§ Given request:
Could you print every record below exactly as it appears?

[Data entries]
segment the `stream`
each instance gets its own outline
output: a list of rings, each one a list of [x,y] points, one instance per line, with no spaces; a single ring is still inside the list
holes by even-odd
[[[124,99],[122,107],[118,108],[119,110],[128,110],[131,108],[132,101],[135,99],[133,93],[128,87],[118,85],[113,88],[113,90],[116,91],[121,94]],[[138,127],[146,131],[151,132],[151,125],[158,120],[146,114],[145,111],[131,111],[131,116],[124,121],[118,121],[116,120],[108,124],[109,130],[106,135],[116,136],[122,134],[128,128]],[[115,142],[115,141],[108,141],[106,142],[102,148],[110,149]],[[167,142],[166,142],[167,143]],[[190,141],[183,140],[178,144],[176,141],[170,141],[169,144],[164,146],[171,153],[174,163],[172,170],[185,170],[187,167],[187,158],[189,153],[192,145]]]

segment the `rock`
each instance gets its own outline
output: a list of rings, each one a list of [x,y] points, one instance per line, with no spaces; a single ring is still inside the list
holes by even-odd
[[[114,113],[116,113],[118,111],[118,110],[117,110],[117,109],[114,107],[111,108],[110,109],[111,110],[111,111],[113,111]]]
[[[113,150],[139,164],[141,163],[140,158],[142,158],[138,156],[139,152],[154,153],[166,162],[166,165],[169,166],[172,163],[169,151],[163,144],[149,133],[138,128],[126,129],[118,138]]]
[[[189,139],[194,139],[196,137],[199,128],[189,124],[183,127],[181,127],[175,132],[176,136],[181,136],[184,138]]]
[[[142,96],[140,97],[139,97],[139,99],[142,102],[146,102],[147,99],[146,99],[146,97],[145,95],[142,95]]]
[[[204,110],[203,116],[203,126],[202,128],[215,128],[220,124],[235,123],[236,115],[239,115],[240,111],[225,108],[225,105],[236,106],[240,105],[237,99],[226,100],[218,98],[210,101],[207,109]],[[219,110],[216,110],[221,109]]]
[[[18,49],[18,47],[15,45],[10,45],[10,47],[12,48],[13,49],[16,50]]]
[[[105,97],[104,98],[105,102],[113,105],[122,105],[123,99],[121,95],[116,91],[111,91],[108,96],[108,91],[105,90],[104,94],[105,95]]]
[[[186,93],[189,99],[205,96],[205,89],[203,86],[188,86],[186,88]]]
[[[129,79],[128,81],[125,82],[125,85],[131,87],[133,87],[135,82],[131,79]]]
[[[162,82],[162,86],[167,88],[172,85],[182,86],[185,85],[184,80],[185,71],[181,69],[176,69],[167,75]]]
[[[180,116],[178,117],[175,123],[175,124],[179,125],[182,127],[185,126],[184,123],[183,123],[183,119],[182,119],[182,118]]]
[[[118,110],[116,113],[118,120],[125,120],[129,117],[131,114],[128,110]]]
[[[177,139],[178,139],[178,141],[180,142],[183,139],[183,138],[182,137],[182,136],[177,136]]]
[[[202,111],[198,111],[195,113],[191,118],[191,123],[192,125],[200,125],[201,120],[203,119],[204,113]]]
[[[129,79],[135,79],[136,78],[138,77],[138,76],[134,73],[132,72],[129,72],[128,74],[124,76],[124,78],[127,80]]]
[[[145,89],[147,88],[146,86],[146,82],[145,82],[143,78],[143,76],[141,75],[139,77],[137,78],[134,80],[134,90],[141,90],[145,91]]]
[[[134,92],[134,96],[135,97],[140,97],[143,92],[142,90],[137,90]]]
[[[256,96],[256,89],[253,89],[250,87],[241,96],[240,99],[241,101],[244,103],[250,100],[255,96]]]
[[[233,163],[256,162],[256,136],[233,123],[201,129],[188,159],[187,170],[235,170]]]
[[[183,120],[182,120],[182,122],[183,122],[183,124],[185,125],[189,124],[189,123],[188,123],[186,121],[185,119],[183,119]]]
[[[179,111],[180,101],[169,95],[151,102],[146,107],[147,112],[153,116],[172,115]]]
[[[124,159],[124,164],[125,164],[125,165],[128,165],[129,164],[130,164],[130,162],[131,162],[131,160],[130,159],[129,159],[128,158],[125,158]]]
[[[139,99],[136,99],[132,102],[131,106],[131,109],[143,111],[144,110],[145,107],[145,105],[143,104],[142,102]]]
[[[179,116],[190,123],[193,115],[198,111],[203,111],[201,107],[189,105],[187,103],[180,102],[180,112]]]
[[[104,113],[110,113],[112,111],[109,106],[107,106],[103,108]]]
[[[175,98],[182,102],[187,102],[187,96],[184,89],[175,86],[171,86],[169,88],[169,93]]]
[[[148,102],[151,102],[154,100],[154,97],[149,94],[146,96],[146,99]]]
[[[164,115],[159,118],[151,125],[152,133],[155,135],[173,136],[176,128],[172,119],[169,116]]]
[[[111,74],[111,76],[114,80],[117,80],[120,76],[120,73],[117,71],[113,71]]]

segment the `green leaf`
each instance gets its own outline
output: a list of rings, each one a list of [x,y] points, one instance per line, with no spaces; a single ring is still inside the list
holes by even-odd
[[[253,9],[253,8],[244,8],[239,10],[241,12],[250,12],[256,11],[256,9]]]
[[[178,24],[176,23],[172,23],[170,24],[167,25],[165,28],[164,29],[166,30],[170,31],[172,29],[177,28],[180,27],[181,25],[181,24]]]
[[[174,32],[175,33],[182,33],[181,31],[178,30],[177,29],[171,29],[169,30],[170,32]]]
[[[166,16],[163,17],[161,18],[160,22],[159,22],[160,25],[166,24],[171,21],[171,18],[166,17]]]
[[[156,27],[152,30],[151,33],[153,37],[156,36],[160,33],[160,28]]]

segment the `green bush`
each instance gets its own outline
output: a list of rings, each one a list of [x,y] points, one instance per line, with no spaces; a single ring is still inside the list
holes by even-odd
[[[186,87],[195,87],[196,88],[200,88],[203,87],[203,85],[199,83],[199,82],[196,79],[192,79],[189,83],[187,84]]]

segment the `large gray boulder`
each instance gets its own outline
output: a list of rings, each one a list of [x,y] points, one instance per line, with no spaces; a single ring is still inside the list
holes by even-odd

§ Output of the task:
segment the `stream`
each instance gets its own outline
output: a list of rings, each one a list of [x,y] points, one instance per line, with no spaces; a single ring is still inside the list
holes by even-odd
[[[124,99],[122,107],[118,108],[119,110],[128,110],[131,108],[132,101],[135,99],[133,93],[128,87],[118,85],[113,88],[113,90],[116,91],[121,94]],[[138,127],[146,131],[151,132],[151,125],[158,120],[146,114],[145,111],[131,111],[131,116],[124,121],[118,121],[116,120],[108,124],[109,130],[106,135],[116,136],[122,134],[128,128]],[[115,142],[115,141],[108,141],[106,142],[102,148],[110,149]],[[167,142],[166,142],[167,143]],[[190,141],[183,140],[178,144],[176,141],[170,141],[169,144],[164,146],[171,153],[174,163],[172,170],[185,170],[187,167],[187,158],[189,153],[192,145]]]

segment the `rock`
each instance gets its own outline
output: a list of rings, each one a list of [x,y] points, one instance per line, with no spaces; a single ring is still inside the list
holes by even-odd
[[[114,113],[116,113],[118,111],[118,110],[117,110],[117,109],[114,107],[111,108],[110,109],[111,110],[111,111],[113,111]]]
[[[113,150],[139,164],[141,163],[140,158],[142,158],[138,156],[139,152],[154,153],[166,162],[166,165],[169,166],[172,163],[169,151],[163,144],[149,133],[138,128],[126,129],[118,138]]]
[[[189,139],[194,139],[196,137],[199,128],[189,124],[183,127],[181,127],[175,132],[176,136],[181,136],[184,138]]]
[[[142,96],[140,97],[139,97],[139,99],[142,102],[146,102],[147,99],[146,99],[146,97],[145,95],[142,95]]]
[[[204,110],[203,116],[203,126],[202,128],[215,128],[220,124],[235,123],[236,115],[239,115],[240,111],[225,108],[225,105],[236,106],[240,105],[237,99],[226,100],[218,98],[210,101],[207,109]],[[219,110],[216,110],[221,109]]]
[[[18,49],[18,47],[15,45],[10,45],[10,47],[12,48],[13,49],[16,50]]]
[[[105,97],[104,98],[105,102],[113,105],[122,105],[123,99],[121,95],[116,91],[111,91],[108,96],[108,91],[105,90],[104,94],[105,95]]]
[[[186,93],[189,99],[205,96],[205,89],[203,86],[188,86],[186,88]]]
[[[129,79],[128,81],[125,82],[125,85],[131,87],[133,87],[135,82],[131,79]]]
[[[162,82],[162,86],[167,88],[172,85],[182,86],[185,85],[184,80],[185,71],[181,69],[176,69],[167,75]]]
[[[180,116],[178,117],[175,123],[175,124],[179,125],[182,127],[185,126],[184,123],[183,123],[183,119],[182,119],[182,118]]]
[[[118,110],[116,113],[118,120],[125,120],[129,117],[131,114],[128,110]]]
[[[177,139],[178,139],[178,141],[180,142],[183,139],[183,138],[182,137],[182,136],[177,136]]]
[[[202,111],[198,111],[195,113],[191,118],[191,123],[192,125],[200,125],[201,120],[203,119],[204,113]]]
[[[129,79],[135,79],[136,78],[138,77],[138,76],[134,73],[132,72],[129,72],[128,74],[124,76],[124,78],[127,80]]]
[[[145,89],[147,88],[146,86],[146,82],[145,82],[143,78],[143,76],[141,75],[139,77],[137,78],[134,80],[134,90],[141,90],[145,91]]]
[[[134,92],[134,96],[135,97],[140,97],[143,92],[142,90],[137,90]]]
[[[256,96],[256,89],[253,89],[250,87],[241,96],[240,99],[241,101],[244,103],[250,100],[255,96]]]
[[[233,163],[256,162],[256,136],[233,123],[201,129],[188,159],[187,170],[235,170]]]
[[[183,120],[182,120],[182,122],[183,122],[183,124],[185,125],[189,124],[189,123],[188,123],[186,121],[185,119],[183,119]]]
[[[179,111],[180,101],[169,95],[151,102],[146,107],[147,112],[153,116],[172,115]]]
[[[124,159],[124,164],[125,164],[125,165],[128,165],[129,164],[130,164],[130,162],[131,162],[131,160],[130,159],[129,159],[128,158],[125,158]]]
[[[139,99],[136,99],[132,102],[131,106],[131,109],[143,111],[144,110],[145,107],[145,105],[143,104],[142,102]]]
[[[179,116],[190,123],[193,115],[198,111],[203,111],[201,107],[189,105],[187,103],[180,102],[180,112]]]
[[[104,113],[110,113],[112,111],[109,106],[107,106],[103,108]]]
[[[175,98],[182,102],[187,102],[187,96],[184,89],[175,86],[171,86],[169,88],[169,93]]]
[[[148,102],[151,102],[154,100],[154,97],[149,94],[146,96],[146,99]]]
[[[164,115],[159,118],[151,125],[152,133],[155,135],[173,136],[176,128],[172,119],[169,116]]]
[[[111,74],[111,76],[114,80],[117,80],[120,76],[120,73],[117,71],[113,71]]]

segment the `green leaf`
each instance gets its own outline
output: a list of rings, each one a list of [x,y] points, one instance per line, with no spaces; a single ring is still inside the list
holes by even-odd
[[[253,9],[253,8],[244,8],[239,10],[241,12],[250,12],[256,11],[256,9]]]
[[[178,24],[176,23],[172,23],[170,24],[167,25],[165,28],[164,29],[166,30],[170,31],[172,29],[177,28],[180,27],[181,25],[181,24]]]
[[[174,32],[175,33],[182,33],[181,31],[178,30],[177,29],[171,29],[169,30],[170,32]]]
[[[166,16],[163,17],[161,18],[160,22],[159,22],[160,25],[166,24],[171,21],[171,18],[166,17]]]
[[[156,27],[152,30],[151,33],[153,37],[156,36],[160,33],[160,28]]]

segment the `green bush`
each instance gets its own outline
output: a list of rings, each one a list of [x,y] points, one instance per line, with no spaces; a single ring is still inside the list
holes by even-odd
[[[186,87],[195,87],[196,88],[200,88],[203,87],[203,85],[199,83],[199,82],[196,79],[192,79],[189,83],[187,84]]]

segment the `large gray boulder`
each instance gets its own outline
output: a list of rings, each one a list of [x,y] points, one instance per line, with no spaces; a single ring is still inside the list
holes by even-odd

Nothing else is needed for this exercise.